▶ YOUR OBJECTIVE:
Search the entries below for the word "trace" and copy each line that has it.

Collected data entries
——

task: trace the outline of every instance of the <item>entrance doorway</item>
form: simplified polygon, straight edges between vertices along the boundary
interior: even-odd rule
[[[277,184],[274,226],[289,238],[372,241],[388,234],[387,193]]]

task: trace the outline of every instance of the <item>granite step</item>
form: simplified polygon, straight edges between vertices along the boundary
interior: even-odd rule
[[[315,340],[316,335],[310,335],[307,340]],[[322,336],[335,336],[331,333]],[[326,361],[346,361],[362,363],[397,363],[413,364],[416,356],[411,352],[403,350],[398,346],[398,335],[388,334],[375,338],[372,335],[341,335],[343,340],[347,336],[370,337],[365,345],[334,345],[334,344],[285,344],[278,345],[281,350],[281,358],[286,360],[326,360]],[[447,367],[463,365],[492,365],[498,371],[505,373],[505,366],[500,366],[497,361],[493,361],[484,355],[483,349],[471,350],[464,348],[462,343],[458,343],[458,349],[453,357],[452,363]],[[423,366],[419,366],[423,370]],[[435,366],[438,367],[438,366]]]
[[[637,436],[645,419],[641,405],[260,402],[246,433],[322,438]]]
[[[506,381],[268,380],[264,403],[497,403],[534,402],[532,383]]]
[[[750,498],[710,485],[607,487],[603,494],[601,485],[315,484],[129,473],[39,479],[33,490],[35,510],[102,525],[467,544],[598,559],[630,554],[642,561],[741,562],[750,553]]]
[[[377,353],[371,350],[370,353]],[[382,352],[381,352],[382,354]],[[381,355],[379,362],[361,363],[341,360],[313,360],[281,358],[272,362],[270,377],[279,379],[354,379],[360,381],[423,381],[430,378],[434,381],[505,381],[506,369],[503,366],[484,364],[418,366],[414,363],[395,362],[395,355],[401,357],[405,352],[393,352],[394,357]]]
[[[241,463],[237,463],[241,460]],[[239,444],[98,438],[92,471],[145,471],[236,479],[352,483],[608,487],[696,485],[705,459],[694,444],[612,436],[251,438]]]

——

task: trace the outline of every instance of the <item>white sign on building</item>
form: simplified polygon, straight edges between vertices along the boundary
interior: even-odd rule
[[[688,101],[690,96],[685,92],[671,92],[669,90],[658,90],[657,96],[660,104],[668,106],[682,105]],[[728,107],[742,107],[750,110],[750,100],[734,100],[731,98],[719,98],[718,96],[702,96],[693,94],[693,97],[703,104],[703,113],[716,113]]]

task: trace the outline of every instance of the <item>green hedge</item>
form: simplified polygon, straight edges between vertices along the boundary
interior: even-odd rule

——

▶ WORKED SOLUTION:
task: trace the outline of every instance of the <item>entrance doorway</item>
task: trace the outline of every instance of the <item>granite step</item>
task: trace the outline of every instance of the <item>white sign on building</item>
task: trace the outline of every instance of the <item>green hedge</item>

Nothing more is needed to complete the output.